A group of state and federal fishery managers are not ready to reopen the Goliath grouper fishery for even a scientific harvest, but will continue their efforts to gain more information through nonlethal methods.
Representatives from South Atlantic, Gulf of Mexico Fishery Management Council and Florida Fish and Wildlife Conservation Commission (FWC) met in Key Largo on Thursday to discuss Goliath grouper research, the possibility of conducting a stock assessment of the species, and reopening the species to some kind of recreational or scientific harvest.
For the past several years, recreational fishermen and charter captains, especially ones that fish the Gulf, have been lobbying the three fishery management councils to reopen the Goliaths to at least a limited recreational harvest. Anglers can't reel up small snappers without them being snatched off their lines by the giant fish, fishermen say.
Marathon angler Forrest Young proposed a one per boat harvest. But he did argue that fishery managers should not allow them to be speared by divers because the species would be easily wiped out.
"There is an ample amount in the Gulf," said Young, who is also a marine life collector with Dynasty Marine in Marathon. "The stock is healthy."
Dive operators from as far as Palm Beach County attended Thursday's meeting to lobby to keep the ban on harvest in place, arguing that the gentle lumbering beasts are worth far more alive than dead. They said they take their clients to wrecks and other areas inhabited by Goliath groupers as the sheer size of the fish amazes many divers.

Recorded information:
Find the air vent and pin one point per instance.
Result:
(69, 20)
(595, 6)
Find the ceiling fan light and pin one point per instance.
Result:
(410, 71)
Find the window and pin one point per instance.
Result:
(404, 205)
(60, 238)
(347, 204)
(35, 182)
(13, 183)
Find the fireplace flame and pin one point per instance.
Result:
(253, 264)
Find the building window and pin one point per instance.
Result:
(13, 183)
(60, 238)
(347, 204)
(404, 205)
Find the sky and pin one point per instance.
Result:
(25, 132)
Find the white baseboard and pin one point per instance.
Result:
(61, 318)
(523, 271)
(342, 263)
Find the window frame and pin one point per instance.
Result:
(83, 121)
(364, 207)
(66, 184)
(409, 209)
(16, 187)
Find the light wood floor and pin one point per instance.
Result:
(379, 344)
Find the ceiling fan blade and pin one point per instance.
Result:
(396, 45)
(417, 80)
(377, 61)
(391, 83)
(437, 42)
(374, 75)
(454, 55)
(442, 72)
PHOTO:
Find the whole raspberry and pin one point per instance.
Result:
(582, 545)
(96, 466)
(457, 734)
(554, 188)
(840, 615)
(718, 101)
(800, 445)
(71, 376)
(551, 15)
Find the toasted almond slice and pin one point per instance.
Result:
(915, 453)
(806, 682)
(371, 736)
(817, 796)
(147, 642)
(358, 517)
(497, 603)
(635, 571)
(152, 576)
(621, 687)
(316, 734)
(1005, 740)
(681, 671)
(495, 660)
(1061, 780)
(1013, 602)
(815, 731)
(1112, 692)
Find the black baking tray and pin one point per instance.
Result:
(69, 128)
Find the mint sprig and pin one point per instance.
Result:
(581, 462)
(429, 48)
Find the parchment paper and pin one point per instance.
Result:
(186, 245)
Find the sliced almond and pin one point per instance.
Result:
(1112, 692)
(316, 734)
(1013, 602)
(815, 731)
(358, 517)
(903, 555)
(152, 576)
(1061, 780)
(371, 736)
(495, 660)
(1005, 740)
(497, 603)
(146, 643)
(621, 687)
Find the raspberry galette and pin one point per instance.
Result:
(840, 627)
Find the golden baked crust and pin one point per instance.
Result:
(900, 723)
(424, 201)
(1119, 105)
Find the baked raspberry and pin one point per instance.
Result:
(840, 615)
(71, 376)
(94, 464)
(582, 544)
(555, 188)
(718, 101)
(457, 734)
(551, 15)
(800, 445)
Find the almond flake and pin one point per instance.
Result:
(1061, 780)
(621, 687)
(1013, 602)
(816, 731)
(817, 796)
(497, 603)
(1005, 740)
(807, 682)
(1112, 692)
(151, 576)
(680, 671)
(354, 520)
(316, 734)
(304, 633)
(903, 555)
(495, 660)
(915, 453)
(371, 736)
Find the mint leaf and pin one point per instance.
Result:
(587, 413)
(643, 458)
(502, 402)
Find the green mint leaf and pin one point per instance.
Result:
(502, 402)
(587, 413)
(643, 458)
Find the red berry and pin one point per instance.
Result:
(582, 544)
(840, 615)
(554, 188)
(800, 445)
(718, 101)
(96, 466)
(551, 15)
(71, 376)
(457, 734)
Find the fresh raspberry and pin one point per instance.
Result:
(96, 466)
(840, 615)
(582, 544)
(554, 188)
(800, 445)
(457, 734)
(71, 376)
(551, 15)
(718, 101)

Problem requirements: Carry on the news article about the Goliath grouper meeting from its last sentence, writing the paragraphs that would come next.

The answer:
"It could be devastating if it just opened up," Palm Beach dive operator Skip Commagere said. "We want to protect it. ... This is not just a benefit for dive shops. This is for hotels and restaurants. They all gain from this fish."
The dive operators are currently organizing an effort to conduct an economic study to determine the value of the Goliath grouper to the dive community, they said.
Gulf Council representative Roy Williams agreed with the dive operators.
"You are using that fish for its highest and best use," said Williams.
The committee agreed to look into conducting genetic tagging to determine age and abundance of the Goliath grouper, to conduct more surveys to determine their range and population, and to continue other research that does not require the fish to be killed to extract data.